→ **PROBLEM TO SOLVE**
Copy out nothing but the line containing "Practice step: indicate the grassy" and the lines that follow it to the end of the entries, exactly as they stand.

•••••

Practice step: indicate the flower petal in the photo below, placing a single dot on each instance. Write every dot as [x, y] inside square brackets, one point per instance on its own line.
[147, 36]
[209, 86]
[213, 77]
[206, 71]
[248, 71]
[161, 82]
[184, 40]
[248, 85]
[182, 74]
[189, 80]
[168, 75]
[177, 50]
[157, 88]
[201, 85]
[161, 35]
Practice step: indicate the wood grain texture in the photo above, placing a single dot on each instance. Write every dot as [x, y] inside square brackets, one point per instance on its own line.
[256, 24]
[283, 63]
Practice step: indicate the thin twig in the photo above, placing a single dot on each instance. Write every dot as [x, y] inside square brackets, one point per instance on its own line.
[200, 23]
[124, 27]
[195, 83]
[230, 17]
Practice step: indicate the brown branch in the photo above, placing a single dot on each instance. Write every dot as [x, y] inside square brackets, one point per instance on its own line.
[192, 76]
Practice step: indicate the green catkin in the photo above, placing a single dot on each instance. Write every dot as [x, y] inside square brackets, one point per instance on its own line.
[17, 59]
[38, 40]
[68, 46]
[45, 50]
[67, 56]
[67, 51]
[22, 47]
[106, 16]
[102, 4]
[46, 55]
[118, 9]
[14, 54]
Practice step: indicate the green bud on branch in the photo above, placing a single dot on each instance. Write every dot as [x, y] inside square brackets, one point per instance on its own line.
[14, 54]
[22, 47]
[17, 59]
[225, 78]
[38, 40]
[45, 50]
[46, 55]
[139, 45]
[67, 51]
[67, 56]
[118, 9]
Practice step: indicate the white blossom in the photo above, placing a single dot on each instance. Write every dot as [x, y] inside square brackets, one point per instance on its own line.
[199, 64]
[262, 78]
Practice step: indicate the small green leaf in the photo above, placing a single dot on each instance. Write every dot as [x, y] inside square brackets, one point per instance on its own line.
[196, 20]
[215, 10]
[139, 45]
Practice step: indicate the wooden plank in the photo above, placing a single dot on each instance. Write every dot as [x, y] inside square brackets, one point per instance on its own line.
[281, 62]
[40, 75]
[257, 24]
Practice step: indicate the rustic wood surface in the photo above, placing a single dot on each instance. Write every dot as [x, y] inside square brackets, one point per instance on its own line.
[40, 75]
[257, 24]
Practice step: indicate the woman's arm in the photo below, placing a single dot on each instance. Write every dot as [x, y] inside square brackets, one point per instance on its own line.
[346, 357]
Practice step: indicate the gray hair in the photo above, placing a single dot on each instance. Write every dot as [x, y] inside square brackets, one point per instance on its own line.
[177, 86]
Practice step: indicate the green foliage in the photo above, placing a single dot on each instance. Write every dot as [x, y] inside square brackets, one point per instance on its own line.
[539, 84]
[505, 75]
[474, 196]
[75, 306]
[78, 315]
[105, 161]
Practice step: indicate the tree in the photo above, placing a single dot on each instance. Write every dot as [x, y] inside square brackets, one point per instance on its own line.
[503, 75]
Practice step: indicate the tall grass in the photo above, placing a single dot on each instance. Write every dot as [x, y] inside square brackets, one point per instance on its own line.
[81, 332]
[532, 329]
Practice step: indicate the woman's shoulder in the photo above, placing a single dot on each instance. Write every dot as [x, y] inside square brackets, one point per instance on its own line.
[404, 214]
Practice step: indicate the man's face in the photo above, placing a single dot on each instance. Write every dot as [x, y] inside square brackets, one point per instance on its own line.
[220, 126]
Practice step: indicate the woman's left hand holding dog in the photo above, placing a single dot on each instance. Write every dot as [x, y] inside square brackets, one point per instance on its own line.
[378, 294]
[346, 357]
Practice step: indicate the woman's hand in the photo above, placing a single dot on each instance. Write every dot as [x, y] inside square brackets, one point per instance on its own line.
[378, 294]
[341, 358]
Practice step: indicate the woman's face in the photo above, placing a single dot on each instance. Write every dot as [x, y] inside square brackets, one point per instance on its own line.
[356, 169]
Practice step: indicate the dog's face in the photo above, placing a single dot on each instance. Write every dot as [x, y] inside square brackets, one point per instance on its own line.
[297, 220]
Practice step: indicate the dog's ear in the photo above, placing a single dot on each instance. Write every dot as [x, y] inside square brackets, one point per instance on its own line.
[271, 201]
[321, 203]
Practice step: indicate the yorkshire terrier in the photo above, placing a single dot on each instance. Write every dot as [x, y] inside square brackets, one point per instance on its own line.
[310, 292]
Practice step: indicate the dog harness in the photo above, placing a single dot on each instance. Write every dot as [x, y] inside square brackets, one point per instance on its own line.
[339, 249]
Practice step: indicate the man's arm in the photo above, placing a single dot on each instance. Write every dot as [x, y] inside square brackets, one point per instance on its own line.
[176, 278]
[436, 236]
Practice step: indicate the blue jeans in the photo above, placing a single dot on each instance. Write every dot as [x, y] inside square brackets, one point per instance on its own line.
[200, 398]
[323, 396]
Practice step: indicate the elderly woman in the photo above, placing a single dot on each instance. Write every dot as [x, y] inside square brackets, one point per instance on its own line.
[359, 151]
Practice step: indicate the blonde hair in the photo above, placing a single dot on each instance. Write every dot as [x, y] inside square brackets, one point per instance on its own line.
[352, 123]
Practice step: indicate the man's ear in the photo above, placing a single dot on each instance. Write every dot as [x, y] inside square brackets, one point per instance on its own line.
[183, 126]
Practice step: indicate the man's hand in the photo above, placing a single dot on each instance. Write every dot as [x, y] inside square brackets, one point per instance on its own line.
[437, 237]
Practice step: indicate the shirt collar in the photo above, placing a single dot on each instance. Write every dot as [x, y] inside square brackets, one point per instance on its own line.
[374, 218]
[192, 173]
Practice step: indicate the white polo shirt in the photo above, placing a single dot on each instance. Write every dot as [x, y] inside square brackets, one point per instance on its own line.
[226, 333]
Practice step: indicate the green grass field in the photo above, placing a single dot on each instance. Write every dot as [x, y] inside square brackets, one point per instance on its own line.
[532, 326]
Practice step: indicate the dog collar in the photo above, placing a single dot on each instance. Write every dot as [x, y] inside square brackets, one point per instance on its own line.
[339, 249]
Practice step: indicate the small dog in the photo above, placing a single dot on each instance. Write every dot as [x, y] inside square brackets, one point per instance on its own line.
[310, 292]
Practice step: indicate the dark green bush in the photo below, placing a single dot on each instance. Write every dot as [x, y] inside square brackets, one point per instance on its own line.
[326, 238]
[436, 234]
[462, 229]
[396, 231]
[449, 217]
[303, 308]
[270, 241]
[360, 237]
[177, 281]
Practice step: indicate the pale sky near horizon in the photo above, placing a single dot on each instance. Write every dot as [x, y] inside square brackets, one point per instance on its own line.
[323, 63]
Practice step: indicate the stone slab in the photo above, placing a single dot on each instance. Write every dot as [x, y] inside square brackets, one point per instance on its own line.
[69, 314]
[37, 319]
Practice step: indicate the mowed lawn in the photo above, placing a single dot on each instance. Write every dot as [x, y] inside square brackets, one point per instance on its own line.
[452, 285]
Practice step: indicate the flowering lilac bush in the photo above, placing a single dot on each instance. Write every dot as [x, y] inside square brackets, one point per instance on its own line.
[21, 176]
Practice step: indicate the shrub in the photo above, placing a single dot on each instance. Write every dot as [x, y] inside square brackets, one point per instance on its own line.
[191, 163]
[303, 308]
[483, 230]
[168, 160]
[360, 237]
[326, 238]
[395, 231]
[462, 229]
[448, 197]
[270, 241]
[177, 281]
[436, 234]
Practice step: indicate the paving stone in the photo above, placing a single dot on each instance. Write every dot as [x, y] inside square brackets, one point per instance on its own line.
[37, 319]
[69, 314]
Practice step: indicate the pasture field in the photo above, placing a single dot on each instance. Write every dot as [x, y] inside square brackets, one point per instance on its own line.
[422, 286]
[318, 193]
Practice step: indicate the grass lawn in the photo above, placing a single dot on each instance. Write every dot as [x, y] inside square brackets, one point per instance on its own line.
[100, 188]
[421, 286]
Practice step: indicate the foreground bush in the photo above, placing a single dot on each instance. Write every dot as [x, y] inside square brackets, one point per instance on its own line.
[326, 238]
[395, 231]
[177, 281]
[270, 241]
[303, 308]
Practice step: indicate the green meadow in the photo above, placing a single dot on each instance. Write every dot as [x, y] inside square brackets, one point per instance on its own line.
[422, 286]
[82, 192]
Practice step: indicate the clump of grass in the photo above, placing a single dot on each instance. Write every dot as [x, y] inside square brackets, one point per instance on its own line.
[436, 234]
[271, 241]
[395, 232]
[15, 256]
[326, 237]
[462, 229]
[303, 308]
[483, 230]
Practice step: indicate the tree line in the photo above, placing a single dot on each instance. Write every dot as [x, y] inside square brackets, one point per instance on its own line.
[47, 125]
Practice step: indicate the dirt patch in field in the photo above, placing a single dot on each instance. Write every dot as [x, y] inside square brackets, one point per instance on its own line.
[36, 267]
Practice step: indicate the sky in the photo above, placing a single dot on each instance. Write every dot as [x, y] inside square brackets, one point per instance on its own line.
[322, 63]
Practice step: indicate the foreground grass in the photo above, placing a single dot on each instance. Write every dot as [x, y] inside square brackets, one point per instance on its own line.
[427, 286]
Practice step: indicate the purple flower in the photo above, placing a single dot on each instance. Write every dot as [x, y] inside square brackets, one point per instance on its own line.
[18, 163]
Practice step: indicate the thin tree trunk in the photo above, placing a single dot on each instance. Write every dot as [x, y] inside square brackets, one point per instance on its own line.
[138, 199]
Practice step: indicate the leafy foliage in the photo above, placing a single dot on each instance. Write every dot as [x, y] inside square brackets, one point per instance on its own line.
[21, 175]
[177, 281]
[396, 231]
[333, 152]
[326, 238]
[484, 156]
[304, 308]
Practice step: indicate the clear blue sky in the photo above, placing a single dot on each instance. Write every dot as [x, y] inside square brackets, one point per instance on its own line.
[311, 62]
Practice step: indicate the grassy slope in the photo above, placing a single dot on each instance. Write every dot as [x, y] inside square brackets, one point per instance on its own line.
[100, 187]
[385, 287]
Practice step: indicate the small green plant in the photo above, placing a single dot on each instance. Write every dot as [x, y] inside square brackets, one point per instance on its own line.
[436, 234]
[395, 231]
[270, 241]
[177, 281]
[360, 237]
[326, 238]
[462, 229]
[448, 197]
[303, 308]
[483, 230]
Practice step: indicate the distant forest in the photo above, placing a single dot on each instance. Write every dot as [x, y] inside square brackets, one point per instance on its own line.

•••••

→ **THE ANSWER**
Practice step: indicate the grassy slope in the photo above, placing a single dot on each instance. Write every dot as [x, y] inside square brackets, one point per instance on its own line.
[100, 187]
[385, 287]
Practice step: indicate the small green plant in the photo above, placing a single dot on each instance. Write every dot as [x, y] inside square brackets, one point per instance on its own line.
[436, 234]
[395, 231]
[270, 241]
[177, 281]
[360, 237]
[326, 238]
[462, 229]
[448, 197]
[303, 308]
[483, 230]
Practice step: indicate the distant forest in the photo above, placing a single dot on each instance. Write every dot as [x, y] inside square brackets, one point per instance on its own line.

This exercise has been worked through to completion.